Format every line of the entries below as a JSON list of strings, one string per line, skipping blank lines and leaving out the pictures.

• [Extracted entries]:
☆ ☆ ☆ ☆ ☆ ☆ ☆
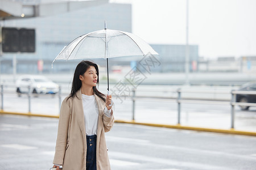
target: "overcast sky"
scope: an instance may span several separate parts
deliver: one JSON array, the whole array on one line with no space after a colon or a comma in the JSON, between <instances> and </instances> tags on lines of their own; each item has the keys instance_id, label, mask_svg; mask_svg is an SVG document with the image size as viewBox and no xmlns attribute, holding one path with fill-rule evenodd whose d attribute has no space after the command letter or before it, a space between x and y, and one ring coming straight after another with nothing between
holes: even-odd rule
<instances>
[{"instance_id":1,"label":"overcast sky","mask_svg":"<svg viewBox=\"0 0 256 170\"><path fill-rule=\"evenodd\" d=\"M112 0L132 4L133 33L151 44L185 44L186 0ZM189 43L199 56L256 56L256 1L189 0Z\"/></svg>"}]
</instances>

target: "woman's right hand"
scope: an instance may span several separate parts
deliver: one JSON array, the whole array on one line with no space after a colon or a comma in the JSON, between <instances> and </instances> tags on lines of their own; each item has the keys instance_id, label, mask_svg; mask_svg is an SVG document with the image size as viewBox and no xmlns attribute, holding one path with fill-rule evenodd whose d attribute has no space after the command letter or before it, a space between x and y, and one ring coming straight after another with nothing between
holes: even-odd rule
☆ ☆ ☆ ☆ ☆ ☆ ☆
• [Task result]:
[
  "target: \"overcast sky\"",
  "scope: an instance may span several separate parts",
  "deliver: one JSON array, the whole array on one line with no space after a colon or a comma in the JSON, between <instances> and </instances> tags on lines of their own; each item has the keys instance_id, label, mask_svg; mask_svg is an SVG document with the image size as viewBox and no xmlns attribute, holding one path with fill-rule evenodd whose d attribute has no space after the command letter or before it, a space between x and y, and one ring coming straight after another with nothing between",
  "holes: even-odd rule",
  "<instances>",
  "[{\"instance_id\":1,\"label\":\"overcast sky\",\"mask_svg\":\"<svg viewBox=\\\"0 0 256 170\\\"><path fill-rule=\\\"evenodd\\\" d=\\\"M112 0L132 4L133 33L151 44L185 44L186 0ZM189 43L199 56L256 56L256 1L189 0Z\\\"/></svg>\"}]",
  "</instances>",
  "target: \"woman's right hand\"",
  "scope: an instance may span several separate parts",
  "deliver: one JSON array, the whole array on one line with no space after a colon or a comma in the JSON, between <instances> and </instances> tags on lines of their own; each item has the keys instance_id, label, mask_svg; mask_svg is an SVG document with the image size as viewBox and no xmlns attribute, holding one path with fill-rule evenodd whose d attribute has no space after the command letter or before it, a space between x and y, and one ring coming straight after another with nothing between",
  "holes: even-odd rule"
]